EXERCISE PROMPT:
Copy out all the entries word for word.

EXTRACTED ENTRIES:

_ _ _

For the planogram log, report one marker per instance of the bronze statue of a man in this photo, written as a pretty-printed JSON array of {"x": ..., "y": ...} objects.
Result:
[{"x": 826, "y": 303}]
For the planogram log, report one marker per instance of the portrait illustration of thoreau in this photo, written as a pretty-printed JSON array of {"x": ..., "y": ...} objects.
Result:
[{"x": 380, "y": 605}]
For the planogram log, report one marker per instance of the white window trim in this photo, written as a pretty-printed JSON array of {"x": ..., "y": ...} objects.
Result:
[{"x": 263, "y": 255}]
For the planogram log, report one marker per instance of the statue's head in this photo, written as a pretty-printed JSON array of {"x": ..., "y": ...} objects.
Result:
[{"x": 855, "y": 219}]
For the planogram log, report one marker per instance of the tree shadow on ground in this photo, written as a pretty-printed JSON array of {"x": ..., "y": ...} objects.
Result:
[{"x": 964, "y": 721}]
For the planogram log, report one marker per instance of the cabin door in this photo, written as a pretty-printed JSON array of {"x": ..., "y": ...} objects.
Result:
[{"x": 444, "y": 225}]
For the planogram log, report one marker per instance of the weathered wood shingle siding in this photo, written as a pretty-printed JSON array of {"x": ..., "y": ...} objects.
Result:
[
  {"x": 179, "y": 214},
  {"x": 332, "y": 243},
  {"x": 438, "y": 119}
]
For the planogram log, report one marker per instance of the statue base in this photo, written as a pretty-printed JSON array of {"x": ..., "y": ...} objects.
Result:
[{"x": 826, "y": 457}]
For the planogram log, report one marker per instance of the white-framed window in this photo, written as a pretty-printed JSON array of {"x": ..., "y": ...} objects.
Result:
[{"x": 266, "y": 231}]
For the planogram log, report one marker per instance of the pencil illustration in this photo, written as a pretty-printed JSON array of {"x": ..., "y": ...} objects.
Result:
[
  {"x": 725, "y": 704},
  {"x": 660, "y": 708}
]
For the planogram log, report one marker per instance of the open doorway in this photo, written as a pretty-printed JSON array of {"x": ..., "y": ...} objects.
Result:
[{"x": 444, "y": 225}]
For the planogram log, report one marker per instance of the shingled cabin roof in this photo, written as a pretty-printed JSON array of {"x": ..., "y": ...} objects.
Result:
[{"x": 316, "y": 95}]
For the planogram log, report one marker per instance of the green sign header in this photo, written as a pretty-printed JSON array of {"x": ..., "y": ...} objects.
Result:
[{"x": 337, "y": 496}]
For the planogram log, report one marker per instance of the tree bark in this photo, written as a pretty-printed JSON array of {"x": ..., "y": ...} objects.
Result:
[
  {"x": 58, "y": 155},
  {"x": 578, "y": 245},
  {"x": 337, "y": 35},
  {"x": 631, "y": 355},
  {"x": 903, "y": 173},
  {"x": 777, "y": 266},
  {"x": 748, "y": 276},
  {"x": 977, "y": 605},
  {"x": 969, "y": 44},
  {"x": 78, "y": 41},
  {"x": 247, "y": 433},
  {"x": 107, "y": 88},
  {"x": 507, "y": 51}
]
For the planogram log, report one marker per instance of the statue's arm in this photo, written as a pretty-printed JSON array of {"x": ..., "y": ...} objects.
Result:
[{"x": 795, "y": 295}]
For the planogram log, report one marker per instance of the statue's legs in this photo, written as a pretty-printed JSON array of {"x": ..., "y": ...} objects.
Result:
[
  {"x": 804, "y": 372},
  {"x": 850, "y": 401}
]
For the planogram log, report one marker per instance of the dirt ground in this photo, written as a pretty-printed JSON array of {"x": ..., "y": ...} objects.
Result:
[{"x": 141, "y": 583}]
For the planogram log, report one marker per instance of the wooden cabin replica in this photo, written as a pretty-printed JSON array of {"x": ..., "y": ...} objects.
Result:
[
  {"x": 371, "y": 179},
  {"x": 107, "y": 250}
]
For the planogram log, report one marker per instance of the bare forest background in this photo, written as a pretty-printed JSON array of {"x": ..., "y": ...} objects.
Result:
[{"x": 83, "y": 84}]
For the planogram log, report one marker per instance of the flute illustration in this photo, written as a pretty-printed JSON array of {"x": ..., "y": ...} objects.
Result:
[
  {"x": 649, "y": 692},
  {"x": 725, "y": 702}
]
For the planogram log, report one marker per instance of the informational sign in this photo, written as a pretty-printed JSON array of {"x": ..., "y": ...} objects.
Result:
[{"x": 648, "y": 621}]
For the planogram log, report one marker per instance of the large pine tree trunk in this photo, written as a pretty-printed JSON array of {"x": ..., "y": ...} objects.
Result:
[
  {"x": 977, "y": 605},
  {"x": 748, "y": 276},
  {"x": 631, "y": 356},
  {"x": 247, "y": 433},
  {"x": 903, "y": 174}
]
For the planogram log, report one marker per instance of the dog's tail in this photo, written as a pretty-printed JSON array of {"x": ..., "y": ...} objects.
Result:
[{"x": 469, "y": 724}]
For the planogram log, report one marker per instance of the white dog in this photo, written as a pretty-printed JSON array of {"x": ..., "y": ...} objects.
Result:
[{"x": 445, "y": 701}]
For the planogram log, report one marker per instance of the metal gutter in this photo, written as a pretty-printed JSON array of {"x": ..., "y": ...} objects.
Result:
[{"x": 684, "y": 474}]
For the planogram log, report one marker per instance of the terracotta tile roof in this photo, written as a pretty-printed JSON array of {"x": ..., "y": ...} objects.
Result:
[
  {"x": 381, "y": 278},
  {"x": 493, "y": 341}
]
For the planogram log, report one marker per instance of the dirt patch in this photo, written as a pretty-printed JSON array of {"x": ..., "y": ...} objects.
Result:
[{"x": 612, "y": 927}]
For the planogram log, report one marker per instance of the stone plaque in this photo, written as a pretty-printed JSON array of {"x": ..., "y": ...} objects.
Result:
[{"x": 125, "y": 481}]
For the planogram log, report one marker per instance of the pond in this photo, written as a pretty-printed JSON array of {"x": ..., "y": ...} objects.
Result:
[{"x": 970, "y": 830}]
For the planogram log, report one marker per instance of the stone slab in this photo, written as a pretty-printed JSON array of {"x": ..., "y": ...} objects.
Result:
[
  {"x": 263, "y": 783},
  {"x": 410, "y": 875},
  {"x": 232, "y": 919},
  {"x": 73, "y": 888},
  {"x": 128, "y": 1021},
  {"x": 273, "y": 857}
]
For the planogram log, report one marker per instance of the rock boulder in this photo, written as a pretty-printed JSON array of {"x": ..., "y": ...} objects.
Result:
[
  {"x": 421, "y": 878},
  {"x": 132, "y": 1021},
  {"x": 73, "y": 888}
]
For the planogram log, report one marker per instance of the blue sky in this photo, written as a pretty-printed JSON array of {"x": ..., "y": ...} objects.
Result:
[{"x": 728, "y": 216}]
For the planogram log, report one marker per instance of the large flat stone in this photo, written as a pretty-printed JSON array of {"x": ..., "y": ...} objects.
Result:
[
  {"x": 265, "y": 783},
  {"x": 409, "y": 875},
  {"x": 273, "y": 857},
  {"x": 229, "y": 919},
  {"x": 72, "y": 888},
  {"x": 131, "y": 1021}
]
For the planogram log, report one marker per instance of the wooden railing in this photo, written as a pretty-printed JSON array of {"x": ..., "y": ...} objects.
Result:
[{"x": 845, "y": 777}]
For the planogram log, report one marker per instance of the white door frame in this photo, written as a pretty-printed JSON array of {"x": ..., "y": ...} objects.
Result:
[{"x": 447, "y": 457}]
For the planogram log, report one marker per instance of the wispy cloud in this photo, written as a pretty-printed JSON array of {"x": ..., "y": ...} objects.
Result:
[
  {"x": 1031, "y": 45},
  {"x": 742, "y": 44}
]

_ _ _

ANSWER:
For the planogram log, report one marker per instance of the bronze statue of a man in this photo, written as a pretty-printed JSON array of {"x": ..., "y": ...} objects.
Result:
[{"x": 826, "y": 303}]
For the planogram log, report one marker per instance of the portrait illustration of thoreau in this photo, written as a pretty-printed JSON array of {"x": ..., "y": ...} objects.
Result:
[{"x": 380, "y": 605}]
For the planogram log, report one marker per instance of the white window trim in this photo, written as a pretty-printed JSON array of {"x": ..., "y": ...} objects.
Result:
[{"x": 263, "y": 255}]
For the planogram log, report one marker per instance of the statue's head in this photo, written as a pretty-printed JSON array of {"x": ..., "y": ...} objects.
Result:
[{"x": 855, "y": 219}]
For the planogram log, report one marker per instance of the tree shadow on ground in this photo, written as a pretty-printed JSON array of {"x": ..., "y": ...} objects.
Result:
[{"x": 964, "y": 721}]
For the planogram log, report one marker per instance of the cabin door in this photo, written as a pretty-printed JSON array of {"x": ..., "y": ...} objects.
Result:
[{"x": 444, "y": 225}]
For the planogram log, report one marker per instance of the weathered wood shingle siding in this photo, written as a pretty-printed JSON array of {"x": ..., "y": ...} objects.
Result:
[
  {"x": 179, "y": 214},
  {"x": 332, "y": 243},
  {"x": 438, "y": 119}
]
For the planogram log, report one marker per instance of the statue base in this photo, written as a pretty-printed JSON array of {"x": ..., "y": ...} objects.
Result:
[{"x": 826, "y": 457}]
For the planogram log, report one marker per instance of the white-framed window in this photo, written as a pretty-printed JSON array of {"x": ..., "y": ...} objects.
Result:
[{"x": 266, "y": 231}]
For the planogram log, report one marker per instance of the pencil illustration in this photo, written as a pretty-printed JSON array of {"x": ..., "y": ...} objects.
Result:
[
  {"x": 725, "y": 704},
  {"x": 660, "y": 708}
]
For the planogram log, report one marker per instance of the open doorway in this photo, written as a pretty-printed JSON array of {"x": ..., "y": ...} objects.
Result:
[{"x": 444, "y": 225}]
For the planogram log, report one marker per instance of the shingled cabin roof in this photo, written as a pretty-printed JSON array of {"x": ..., "y": ...} objects.
Result:
[{"x": 316, "y": 95}]
For the planogram log, report one marker per instance of the green sign header in this photo, written as a pretty-printed JSON array of {"x": ..., "y": ...} objects.
Result:
[{"x": 337, "y": 496}]
For the planogram log, report one marker per instance of the tree bark in this photo, written as a pretty-printed JSON array of {"x": ..., "y": ...} objects.
Result:
[
  {"x": 58, "y": 155},
  {"x": 578, "y": 245},
  {"x": 337, "y": 35},
  {"x": 631, "y": 355},
  {"x": 903, "y": 173},
  {"x": 777, "y": 266},
  {"x": 748, "y": 276},
  {"x": 977, "y": 605},
  {"x": 969, "y": 44},
  {"x": 78, "y": 41},
  {"x": 247, "y": 433},
  {"x": 107, "y": 88},
  {"x": 507, "y": 51}
]
For the planogram log, report one marker per instance of the statue's arm in this photo, written as a pretty-printed JSON array of {"x": ..., "y": ...} objects.
Result:
[{"x": 795, "y": 295}]
For the planogram log, report one marker per instance of the statue's legs in this photo, written as a pretty-printed JSON array of {"x": ..., "y": ...} objects.
Result:
[
  {"x": 804, "y": 372},
  {"x": 850, "y": 401}
]
For the planogram log, report one marker per instance of the dirt ground in this photo, written as a pretty-printed JSON array of {"x": ..., "y": ...} objects.
Result:
[{"x": 141, "y": 583}]
For the planogram log, report one marker per instance of the wooden cabin replica in this photo, written as a pretty-printed JSON array of {"x": ..., "y": ...} objects.
Result:
[
  {"x": 371, "y": 179},
  {"x": 107, "y": 250}
]
For the planogram log, report one marker per instance of the bare forest background in this photo, written as a pretty-printed JSON array of {"x": ..., "y": ...} objects.
Result:
[{"x": 83, "y": 84}]
For the planogram log, report one marker per instance of the flute illustration in this photo, written as a pretty-printed JSON array of {"x": ..., "y": ...} objects.
Result:
[
  {"x": 649, "y": 692},
  {"x": 725, "y": 702}
]
For the planogram log, report one marker per instance of the informational sign in this photo, written as a pretty-printed JSON array of {"x": ..., "y": ...} objects.
Result:
[{"x": 648, "y": 621}]
For the planogram log, report one marker per instance of the large pine tree trunk in this photo, written as a pretty-printed JSON array of {"x": ..., "y": ...} objects.
Result:
[
  {"x": 977, "y": 605},
  {"x": 748, "y": 276},
  {"x": 631, "y": 356},
  {"x": 247, "y": 433},
  {"x": 903, "y": 174}
]
For the planogram log, report one marker per instance of the dog's tail in this photo, written as a pretty-printed JSON array of {"x": ..., "y": ...} objects.
Result:
[{"x": 469, "y": 724}]
For the planogram log, report one marker per instance of the white dog in this photo, written as a pretty-printed JSON array of {"x": ..., "y": ...} objects.
Result:
[{"x": 445, "y": 701}]
For the planogram log, report one marker per instance of the metal gutter in this photo, written as a pretty-printed JSON array of {"x": ..., "y": ...} objects.
Result:
[{"x": 684, "y": 474}]
For the planogram log, report one marker per instance of the terracotta tile roof in this photo, written as a pretty-printed JSON array of {"x": ..., "y": ...} objects.
Result:
[
  {"x": 381, "y": 278},
  {"x": 493, "y": 341}
]
For the planogram log, report one marker per instance of the dirt patch in this photo, written as a pretty-printed JSON array of {"x": ..., "y": ...} objects.
Result:
[{"x": 612, "y": 927}]
For the planogram log, report one marker per instance of the stone plaque in this photo, written as a pretty-printed JSON array of {"x": ..., "y": ...} objects.
Result:
[{"x": 125, "y": 481}]
For the planogram log, report one marker per instance of the pond in this photo, written as a pretty-printed JSON array of {"x": ..., "y": ...} objects.
Result:
[{"x": 970, "y": 830}]
For the planogram log, report one marker per instance of the stone slab in this photo, written as a pretty-printed JSON array of {"x": ..., "y": ...} objects.
Result:
[
  {"x": 263, "y": 783},
  {"x": 410, "y": 875},
  {"x": 232, "y": 919},
  {"x": 73, "y": 888},
  {"x": 128, "y": 1021},
  {"x": 273, "y": 857}
]
For the planogram log, report one marker per instance of the rock boulder in this photo, written as a pretty-printed JSON array of {"x": ..., "y": ...} objects.
Result:
[
  {"x": 421, "y": 878},
  {"x": 132, "y": 1021},
  {"x": 73, "y": 888}
]
For the planogram log, report one marker per instance of the blue sky in this photo, written as a pretty-printed JSON array of {"x": ..., "y": ...} objects.
Result:
[{"x": 728, "y": 216}]
For the planogram log, report one marker per instance of the large flat stone in this photo, written as a pretty-printed JSON array of {"x": ..., "y": ...} objects.
Result:
[
  {"x": 265, "y": 783},
  {"x": 409, "y": 875},
  {"x": 273, "y": 857},
  {"x": 229, "y": 919},
  {"x": 72, "y": 888},
  {"x": 131, "y": 1021}
]
For the planogram log, report one marker per instance of the wooden railing in this photo, written as a pretty-printed JSON array of {"x": ..., "y": ...} objects.
Result:
[{"x": 845, "y": 777}]
For the planogram log, report one marker per instance of the white door frame in this photo, written as a pretty-printed JSON array of {"x": ..., "y": ...} objects.
Result:
[{"x": 447, "y": 457}]
For the planogram log, report one marker per instance of the wispy cloud in this photo, written as a pretty-printed JSON array of {"x": ..., "y": ...} objects.
Result:
[
  {"x": 1031, "y": 45},
  {"x": 742, "y": 44}
]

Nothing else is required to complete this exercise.